* _TASK DESCRIPTION_:
Each record below needs to be set down again exactly.

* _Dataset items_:
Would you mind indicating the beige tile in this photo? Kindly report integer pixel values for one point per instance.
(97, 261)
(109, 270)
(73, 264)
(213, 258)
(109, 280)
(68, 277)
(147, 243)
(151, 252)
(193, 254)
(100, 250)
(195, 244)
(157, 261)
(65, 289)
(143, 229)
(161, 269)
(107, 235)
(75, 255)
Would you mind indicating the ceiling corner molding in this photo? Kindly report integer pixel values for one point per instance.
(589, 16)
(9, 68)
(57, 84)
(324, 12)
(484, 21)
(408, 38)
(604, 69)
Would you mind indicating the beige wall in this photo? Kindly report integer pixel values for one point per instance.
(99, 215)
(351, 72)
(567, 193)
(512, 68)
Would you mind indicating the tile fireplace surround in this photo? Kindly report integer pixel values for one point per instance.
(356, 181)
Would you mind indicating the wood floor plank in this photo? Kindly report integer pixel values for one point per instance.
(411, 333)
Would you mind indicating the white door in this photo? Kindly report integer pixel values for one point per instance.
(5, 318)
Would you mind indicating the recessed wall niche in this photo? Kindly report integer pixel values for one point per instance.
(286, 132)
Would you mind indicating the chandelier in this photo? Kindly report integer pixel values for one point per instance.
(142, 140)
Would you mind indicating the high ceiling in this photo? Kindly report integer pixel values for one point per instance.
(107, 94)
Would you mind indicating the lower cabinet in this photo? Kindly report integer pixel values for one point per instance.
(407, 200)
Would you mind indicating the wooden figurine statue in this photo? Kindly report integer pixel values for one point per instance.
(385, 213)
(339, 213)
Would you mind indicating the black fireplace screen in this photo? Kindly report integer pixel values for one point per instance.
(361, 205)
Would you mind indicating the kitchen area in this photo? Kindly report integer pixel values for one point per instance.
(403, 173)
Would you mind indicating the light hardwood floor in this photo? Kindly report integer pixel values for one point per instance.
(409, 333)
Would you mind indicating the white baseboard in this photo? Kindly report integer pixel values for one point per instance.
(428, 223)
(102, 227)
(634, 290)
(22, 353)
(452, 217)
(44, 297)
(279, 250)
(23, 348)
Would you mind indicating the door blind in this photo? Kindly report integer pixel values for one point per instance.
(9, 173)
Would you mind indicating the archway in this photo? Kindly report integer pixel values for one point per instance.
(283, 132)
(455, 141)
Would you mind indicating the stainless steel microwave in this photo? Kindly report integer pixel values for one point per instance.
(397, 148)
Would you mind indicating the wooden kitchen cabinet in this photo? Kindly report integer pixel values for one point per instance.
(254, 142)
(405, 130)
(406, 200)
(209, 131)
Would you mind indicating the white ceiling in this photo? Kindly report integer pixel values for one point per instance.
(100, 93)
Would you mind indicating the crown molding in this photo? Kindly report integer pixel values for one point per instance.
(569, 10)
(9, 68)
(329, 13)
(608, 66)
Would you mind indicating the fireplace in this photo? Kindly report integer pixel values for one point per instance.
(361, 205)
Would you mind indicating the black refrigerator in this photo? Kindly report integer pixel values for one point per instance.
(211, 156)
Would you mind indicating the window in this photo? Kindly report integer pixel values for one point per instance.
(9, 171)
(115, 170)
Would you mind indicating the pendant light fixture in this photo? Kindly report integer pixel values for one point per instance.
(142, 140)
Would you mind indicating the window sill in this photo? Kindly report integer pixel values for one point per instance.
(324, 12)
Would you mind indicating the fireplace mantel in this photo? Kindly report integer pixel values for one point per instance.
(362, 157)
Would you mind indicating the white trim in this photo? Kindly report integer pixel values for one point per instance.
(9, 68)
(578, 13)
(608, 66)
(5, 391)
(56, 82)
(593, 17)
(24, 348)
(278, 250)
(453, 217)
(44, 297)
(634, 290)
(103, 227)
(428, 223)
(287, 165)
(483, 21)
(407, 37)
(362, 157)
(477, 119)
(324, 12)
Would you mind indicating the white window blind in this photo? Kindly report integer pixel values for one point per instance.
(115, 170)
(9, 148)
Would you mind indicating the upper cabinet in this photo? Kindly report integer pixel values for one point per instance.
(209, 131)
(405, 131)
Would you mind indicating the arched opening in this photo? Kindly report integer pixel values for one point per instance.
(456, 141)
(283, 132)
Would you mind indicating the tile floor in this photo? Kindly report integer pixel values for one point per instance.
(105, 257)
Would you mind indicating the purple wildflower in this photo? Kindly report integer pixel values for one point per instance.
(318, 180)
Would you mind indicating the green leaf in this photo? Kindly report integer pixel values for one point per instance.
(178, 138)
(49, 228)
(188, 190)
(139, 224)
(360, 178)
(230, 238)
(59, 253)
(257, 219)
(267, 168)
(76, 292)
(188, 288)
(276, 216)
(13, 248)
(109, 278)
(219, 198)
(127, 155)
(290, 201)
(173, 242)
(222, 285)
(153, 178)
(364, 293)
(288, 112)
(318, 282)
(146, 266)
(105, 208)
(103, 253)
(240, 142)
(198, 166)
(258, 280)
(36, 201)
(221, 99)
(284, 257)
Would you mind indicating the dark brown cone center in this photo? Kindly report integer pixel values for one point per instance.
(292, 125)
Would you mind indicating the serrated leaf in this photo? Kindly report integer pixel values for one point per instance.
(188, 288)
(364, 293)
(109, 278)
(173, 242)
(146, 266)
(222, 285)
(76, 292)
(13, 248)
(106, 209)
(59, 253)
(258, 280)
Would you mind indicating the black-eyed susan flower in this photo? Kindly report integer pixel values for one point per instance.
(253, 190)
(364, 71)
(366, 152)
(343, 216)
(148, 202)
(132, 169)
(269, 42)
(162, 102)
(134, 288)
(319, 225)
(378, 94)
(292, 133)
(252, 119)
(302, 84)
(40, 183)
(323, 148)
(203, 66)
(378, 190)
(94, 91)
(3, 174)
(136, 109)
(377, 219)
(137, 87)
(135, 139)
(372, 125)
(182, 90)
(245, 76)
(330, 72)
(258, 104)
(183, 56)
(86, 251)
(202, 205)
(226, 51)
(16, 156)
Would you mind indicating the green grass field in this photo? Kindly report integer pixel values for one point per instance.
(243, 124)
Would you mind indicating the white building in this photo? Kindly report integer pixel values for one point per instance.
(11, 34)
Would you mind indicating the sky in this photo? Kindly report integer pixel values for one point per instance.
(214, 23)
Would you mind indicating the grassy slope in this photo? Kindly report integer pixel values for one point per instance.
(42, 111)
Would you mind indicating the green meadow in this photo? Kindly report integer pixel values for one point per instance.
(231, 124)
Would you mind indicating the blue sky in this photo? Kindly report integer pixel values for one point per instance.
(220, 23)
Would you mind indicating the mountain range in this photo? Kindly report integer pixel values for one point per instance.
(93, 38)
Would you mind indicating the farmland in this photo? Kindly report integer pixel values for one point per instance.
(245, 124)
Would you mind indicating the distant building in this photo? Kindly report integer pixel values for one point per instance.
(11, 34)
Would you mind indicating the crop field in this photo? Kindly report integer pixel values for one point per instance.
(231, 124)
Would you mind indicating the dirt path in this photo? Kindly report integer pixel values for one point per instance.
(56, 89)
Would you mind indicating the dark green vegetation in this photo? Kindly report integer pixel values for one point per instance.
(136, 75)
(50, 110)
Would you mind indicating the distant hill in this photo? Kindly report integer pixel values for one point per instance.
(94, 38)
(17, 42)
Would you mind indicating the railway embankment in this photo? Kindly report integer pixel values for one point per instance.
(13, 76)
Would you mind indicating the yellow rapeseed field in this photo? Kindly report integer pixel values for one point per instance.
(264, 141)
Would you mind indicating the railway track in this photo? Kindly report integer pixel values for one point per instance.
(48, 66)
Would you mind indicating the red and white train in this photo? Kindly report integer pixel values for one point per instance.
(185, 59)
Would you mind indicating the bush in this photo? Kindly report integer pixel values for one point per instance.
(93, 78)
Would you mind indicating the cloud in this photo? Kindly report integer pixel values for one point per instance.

* _EXERCISE ANSWER_:
Would you mind indicating the beige tile in this photo? Kindly report integer pixel values for one point per instance.
(97, 261)
(109, 270)
(73, 264)
(213, 258)
(109, 280)
(68, 277)
(147, 243)
(151, 252)
(193, 254)
(100, 250)
(195, 244)
(157, 261)
(65, 289)
(143, 229)
(161, 269)
(107, 235)
(75, 255)
Would you mind indicating the ceiling corner molding in this photo? Kindly report integer pixel values for one point per instance.
(589, 16)
(9, 68)
(57, 84)
(324, 12)
(484, 21)
(408, 38)
(604, 69)
Would you mind indicating the beige wall in this photo? Kindly report integer pixel values for one point per instance.
(99, 215)
(351, 72)
(567, 193)
(512, 68)
Would you mind indicating the tile fireplace surround in this photo? Kindly report integer pixel values for one point per instance.
(356, 181)
Would you mind indicating the wood floor plank in this photo? Kindly report integer pixel values for one point per instance.
(411, 333)
Would you mind indicating the white door in this photo? Kindly report integer pixel values for one point per instance.
(5, 318)
Would you mind indicating the recessed wall niche in this photo? Kindly report integer pixel values for one point per instance.
(286, 132)
Would you mind indicating the chandelier in this photo? Kindly report integer pixel values for one point per instance.
(142, 140)
Would you mind indicating the high ceiling in this photo? Kindly report integer pixel values for one point per instance.
(107, 94)
Would you mind indicating the lower cabinet in this photo? Kindly report integer pixel values for one point per instance.
(407, 200)
Would you mind indicating the wooden figurine statue in this photo? Kindly report integer pixel values for one point per instance.
(385, 213)
(339, 213)
Would you mind indicating the black fireplace screen in this photo? Kindly report integer pixel values for one point per instance.
(361, 205)
Would you mind indicating the kitchen area in this photo? Kindly report integer pixel values for one point per instance.
(403, 173)
Would you mind indicating the light hardwood floor in this photo? Kindly report integer pixel values for one point per instance.
(409, 333)
Would you mind indicating the white baseboard in this photo? Kindly report integer pixel values for one point per instance.
(428, 223)
(102, 227)
(634, 290)
(22, 353)
(452, 217)
(44, 297)
(279, 250)
(23, 348)
Would you mind indicating the door blind in this photo? Kindly report integer pixel values for one point per instance.
(9, 173)
Would you mind indicating the archway in this photo? Kindly report integer pixel values for one point per instance.
(283, 132)
(455, 141)
Would you mind indicating the stainless steel microwave in this photo? Kindly report integer pixel values for one point per instance.
(397, 148)
Would you mind indicating the wooden kitchen cabinet in this photo? Kindly report integer pixel values for one point per instance.
(254, 142)
(405, 130)
(406, 200)
(209, 131)
Would you mind indicating the white ceiling in this photo? Kindly report integer pixel values for one point per instance.
(100, 93)
Would you mind indicating the crown molding in this photo? Kindly report integer pixel values for one point per instance.
(569, 10)
(9, 68)
(329, 13)
(608, 66)
Would you mind indicating the fireplace in this photo? Kindly report integer pixel values for one point per instance.
(361, 205)
Would you mind indicating the black refrigerator in this photo? Kindly report integer pixel values for one point per instance.
(211, 156)
Would you mind indicating the window in this photo? Kindly report integer pixel values for one point per instance.
(9, 171)
(115, 170)
Would you mind indicating the pendant light fixture in this photo? Kindly report integer pixel values for one point per instance.
(142, 140)
Would you mind indicating the window sill in this photo? Kindly report integer pixel values for one point per instance.
(324, 12)
Would you mind indicating the fireplace mantel in this photo? Kindly report integer pixel values for one point per instance.
(362, 157)
Would you mind indicating the white trim in this photo? Kindly report integer pixel values for one point per instance.
(9, 68)
(578, 13)
(608, 66)
(5, 391)
(56, 82)
(593, 17)
(24, 348)
(278, 250)
(453, 217)
(44, 297)
(634, 290)
(103, 227)
(428, 223)
(287, 165)
(483, 21)
(407, 37)
(362, 157)
(477, 119)
(324, 12)
Would you mind indicating the white window blind in this photo? Kindly report integer pixel values for one point per instance.
(115, 170)
(9, 148)
Would you mind indicating the upper cabinet in this photo? Kindly report integer pixel values for one point per instance.
(209, 131)
(405, 131)
Would you mind indicating the arched opening in this photo? Kindly report integer pixel values for one point per instance.
(456, 141)
(283, 132)
Would you mind indicating the tile floor in this photo? Kindly report integer pixel values for one point per instance.
(105, 257)
Would you mind indicating the purple wildflower in this photo? Kindly report integer pixel values for one point per instance.
(318, 180)
Would you mind indicating the green leaf in this photo? Kindly report integer pixel values for one point per instance.
(178, 138)
(49, 228)
(188, 190)
(139, 224)
(360, 178)
(230, 238)
(59, 253)
(257, 219)
(267, 168)
(76, 292)
(188, 288)
(276, 216)
(13, 248)
(109, 278)
(219, 198)
(127, 155)
(290, 201)
(173, 242)
(222, 285)
(153, 178)
(364, 293)
(288, 112)
(318, 282)
(146, 266)
(105, 208)
(103, 253)
(240, 142)
(198, 166)
(258, 280)
(36, 201)
(221, 99)
(284, 257)
Would you mind indicating the dark brown cone center in this photo? Kindly report integer pixel values for one point per instance.
(292, 125)
Would you mind indicating the serrated leaf in this photo? Kindly report integer pixel values for one point per instance.
(188, 288)
(364, 293)
(109, 278)
(173, 242)
(146, 266)
(222, 285)
(76, 292)
(13, 248)
(106, 209)
(59, 253)
(258, 280)
Would you mind indicating the black-eyed susan flower in this photo? Kindly report integer pixel values for one point per instance.
(253, 190)
(364, 71)
(366, 152)
(343, 216)
(148, 202)
(132, 169)
(269, 42)
(162, 102)
(134, 288)
(319, 225)
(378, 94)
(292, 133)
(252, 119)
(302, 84)
(40, 183)
(323, 148)
(203, 66)
(378, 190)
(94, 91)
(3, 174)
(136, 109)
(377, 219)
(137, 87)
(135, 139)
(372, 125)
(182, 90)
(245, 76)
(330, 72)
(258, 104)
(183, 56)
(86, 251)
(202, 205)
(226, 51)
(16, 156)
Would you mind indicating the green grass field in this photo? Kindly report integer pixel values for one point per instance.
(243, 124)
Would you mind indicating the white building in this photo? Kindly report integer pixel values for one point per instance.
(11, 34)
Would you mind indicating the sky in this photo? Kindly report integer pixel values for one point per instance.
(214, 23)
Would you mind indicating the grassy slope in this photo? Kindly report integer pixel values for one point per instance.
(42, 111)
Would you mind indicating the green meadow in this photo? Kindly report integer pixel values for one point per instance.
(231, 124)
Would you mind indicating the blue sky in this photo? Kindly report integer pixel values for one point per instance.
(220, 23)
Would you mind indicating the mountain range in this photo? Kindly report integer pixel values for one point per instance.
(93, 38)
Would you mind indicating the farmland in this photo? Kindly report integer pixel values for one point per instance.
(245, 124)
Would you mind indicating the distant building in this photo? Kindly report integer pixel values for one point per instance.
(11, 34)
Would you mind indicating the crop field in this photo? Kindly report integer pixel values for one point per instance.
(231, 124)
Would you mind indicating the dirt path in this photo? Kindly report integer pixel values for one point per instance.
(56, 89)
Would you mind indicating the dark green vegetation in this photo? Kindly report integer pixel values for one point per instance.
(136, 75)
(50, 110)
Would you mind indicating the distant hill in this photo? Kindly report integer pixel values for one point per instance.
(94, 38)
(17, 42)
Would you mind indicating the railway embankment in this photo? Kindly report integer pixel values for one point per instance.
(13, 76)
Would you mind indicating the yellow rapeseed field in this photo? Kindly report integer pixel values for one point per instance.
(264, 141)
Would you mind indicating the railway track in this photo? Kindly report integer pixel values for one point per instance.
(48, 66)
Would you mind indicating the red and white train in this photo? Kindly report integer pixel values for one point per instance.
(185, 59)
Would you mind indicating the bush in this photo? Kindly report integer pixel values for one point per instance.
(93, 78)
Would you mind indicating the cloud in this photo? Kindly report integer pixel values for one point per instance.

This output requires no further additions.